=== Given exercise A ===
Condense the paragraph of the band profile that begins "Scozz says his group" into one shorter sentence that keeps its main facts.

╭─ Reading passage

First, there’s ego. That’s always in there somewhere. Second, there’s a desire to create a lasting type of performance art. And third, there’s what one downtown video rental store cleverly terms “romance.” At least that’s what it says on that sign above the locked door.

To hear Scozz, the drummer for up-and-coming Georgia bad boys The Backseat Superstars tell it, his group is probably equally driven by all three.

One of the last truly raunchy hard rock bands left in that metropolis (or one of the first of a brand-new revival, depending on who you ask), the group pledges allegiance to the glory days of sex, drugs, rock and roll, and swimming pools. It’s an ethos that’s become known as part of the Decline of Western Civilization.

Scozz says his group is doing whatever they can to combat the rising tide of conformity that has threatened to kill off American hard rock for over a decade. Their group was formed in 2003 out of what he terms extreme frustration.

“We were primarily fed up with the nu-metal scene and cookie-cutter bands,” he says. “It’s so hard to tell the difference between bands these days, ya know? Bands these past few years really have no identity. There is so much angst and anger in music these days... but what happened to the fun? Rock and roll is supposed to be fun. It’s a release. Why do you want to try and remind yourself that life is so bad? Grow up.”

He acknowledges that given the state of the music industry today, his group – and others like them – have their work cut out for them – but they’re not stopping.

“We are not out to start a revolution. We would just like to show kids there is an alternative alternative! We’re all about having a good time. If the Industry takes note, than so be it. There’s a market out there for what we play, that’s for sure.”

And yet, despite their aversion to what the group’s promotional materials decry as “corporate rock,” there are many pop culture scholars who would quickly point

out that the style of vaguely glam “hair metal” that The Backseat Superstars put forth is notorious for representing some of the most crass corporate marketing in the history of the music business.

This irony is not entirely lost on Scozz.

“Yeah, it is kinda an oxymoron when you think of it,” he acknowledges. “What we are now is the underground. That really trips me out. We took out the loan in the late ‘80s and early ‘90s and we’re more than willing to pay it back!”

╰─
╭─ Input rows

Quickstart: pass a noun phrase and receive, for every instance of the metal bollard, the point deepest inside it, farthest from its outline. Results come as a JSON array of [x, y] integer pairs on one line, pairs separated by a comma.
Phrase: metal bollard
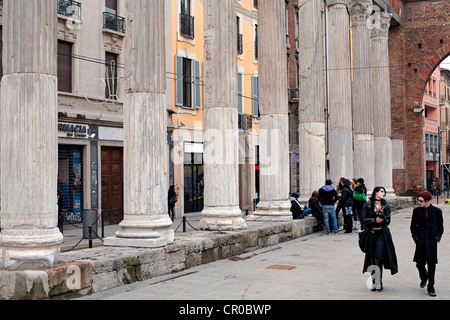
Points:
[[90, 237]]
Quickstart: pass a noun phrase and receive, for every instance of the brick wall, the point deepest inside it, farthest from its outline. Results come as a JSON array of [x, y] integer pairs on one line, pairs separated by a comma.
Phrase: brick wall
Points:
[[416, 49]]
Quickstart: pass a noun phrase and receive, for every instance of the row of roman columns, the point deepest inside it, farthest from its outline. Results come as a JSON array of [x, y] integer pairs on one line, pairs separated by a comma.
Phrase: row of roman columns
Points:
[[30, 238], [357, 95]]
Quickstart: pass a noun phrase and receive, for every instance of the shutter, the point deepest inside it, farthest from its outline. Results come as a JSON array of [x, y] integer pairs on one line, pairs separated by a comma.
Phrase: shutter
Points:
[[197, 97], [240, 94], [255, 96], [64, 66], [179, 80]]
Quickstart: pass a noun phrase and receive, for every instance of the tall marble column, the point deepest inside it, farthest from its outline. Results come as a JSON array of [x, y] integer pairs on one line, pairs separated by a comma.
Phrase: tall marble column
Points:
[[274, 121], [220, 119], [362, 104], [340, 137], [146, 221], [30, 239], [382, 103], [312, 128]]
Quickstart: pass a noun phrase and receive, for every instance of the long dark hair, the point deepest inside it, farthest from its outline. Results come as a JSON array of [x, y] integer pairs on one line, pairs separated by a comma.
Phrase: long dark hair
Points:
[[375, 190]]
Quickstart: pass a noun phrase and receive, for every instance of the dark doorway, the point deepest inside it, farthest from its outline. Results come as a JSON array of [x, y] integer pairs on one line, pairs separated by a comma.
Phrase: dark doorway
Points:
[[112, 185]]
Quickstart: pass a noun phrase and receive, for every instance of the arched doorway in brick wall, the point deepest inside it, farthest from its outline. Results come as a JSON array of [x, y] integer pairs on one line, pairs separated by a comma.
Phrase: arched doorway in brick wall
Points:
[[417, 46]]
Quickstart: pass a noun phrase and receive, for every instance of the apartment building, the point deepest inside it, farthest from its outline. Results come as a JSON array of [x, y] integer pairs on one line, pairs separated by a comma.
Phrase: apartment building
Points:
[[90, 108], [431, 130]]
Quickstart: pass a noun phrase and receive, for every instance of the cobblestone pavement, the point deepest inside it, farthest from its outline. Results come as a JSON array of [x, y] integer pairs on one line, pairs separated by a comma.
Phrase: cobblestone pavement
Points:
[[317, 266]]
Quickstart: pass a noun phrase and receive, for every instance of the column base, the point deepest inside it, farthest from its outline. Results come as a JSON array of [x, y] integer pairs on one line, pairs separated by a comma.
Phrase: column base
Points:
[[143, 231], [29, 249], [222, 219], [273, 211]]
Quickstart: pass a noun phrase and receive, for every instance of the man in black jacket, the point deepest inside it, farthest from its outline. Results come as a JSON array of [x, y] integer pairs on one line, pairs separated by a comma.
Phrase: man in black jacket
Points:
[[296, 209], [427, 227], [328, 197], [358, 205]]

╰─
╭─ Input rows

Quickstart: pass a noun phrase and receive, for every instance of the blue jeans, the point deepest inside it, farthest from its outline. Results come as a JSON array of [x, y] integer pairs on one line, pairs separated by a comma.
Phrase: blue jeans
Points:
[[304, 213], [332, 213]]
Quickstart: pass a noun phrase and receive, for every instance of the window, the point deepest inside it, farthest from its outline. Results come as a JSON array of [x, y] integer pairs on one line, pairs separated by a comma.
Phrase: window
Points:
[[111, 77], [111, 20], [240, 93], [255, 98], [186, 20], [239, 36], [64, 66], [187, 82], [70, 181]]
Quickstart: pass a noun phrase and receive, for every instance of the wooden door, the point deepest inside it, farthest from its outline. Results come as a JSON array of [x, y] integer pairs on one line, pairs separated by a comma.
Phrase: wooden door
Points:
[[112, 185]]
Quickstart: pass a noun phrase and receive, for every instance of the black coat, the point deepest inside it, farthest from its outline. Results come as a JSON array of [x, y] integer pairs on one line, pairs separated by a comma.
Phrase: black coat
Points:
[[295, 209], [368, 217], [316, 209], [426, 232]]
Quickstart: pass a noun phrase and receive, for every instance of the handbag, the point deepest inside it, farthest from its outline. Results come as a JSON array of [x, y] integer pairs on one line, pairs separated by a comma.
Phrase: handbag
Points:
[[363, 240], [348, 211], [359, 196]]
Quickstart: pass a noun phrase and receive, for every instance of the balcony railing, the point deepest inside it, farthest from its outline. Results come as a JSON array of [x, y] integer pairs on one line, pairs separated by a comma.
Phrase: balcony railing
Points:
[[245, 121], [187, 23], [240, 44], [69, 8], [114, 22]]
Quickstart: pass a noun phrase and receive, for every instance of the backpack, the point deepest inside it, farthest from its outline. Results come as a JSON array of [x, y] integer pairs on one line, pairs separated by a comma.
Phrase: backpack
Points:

╰─

=== Given exercise B ===
Express the stretch of the listing from the line containing "black jacket, the" through the line containing "[[296, 209], [427, 227], [328, 197], [358, 205]]" as a JSON list of strings, one string per line, with blank lines left out.

=== Exercise result A ===
Scozz says the band, formed in 2003 out of what he calls extreme frustration, is doing whatever it can to fight the conformity that has threatened to kill off American hard rock for over a decade.

=== Exercise result B ===
[
  "Quickstart: pass a noun phrase and receive, for every instance of the man in black jacket, the point deepest inside it, farthest from its outline. Results come as a JSON array of [x, y] integer pairs on one line, pairs separated by a comma.",
  "Phrase: man in black jacket",
  "Points:",
  "[[296, 209], [427, 227], [328, 197], [358, 205]]"
]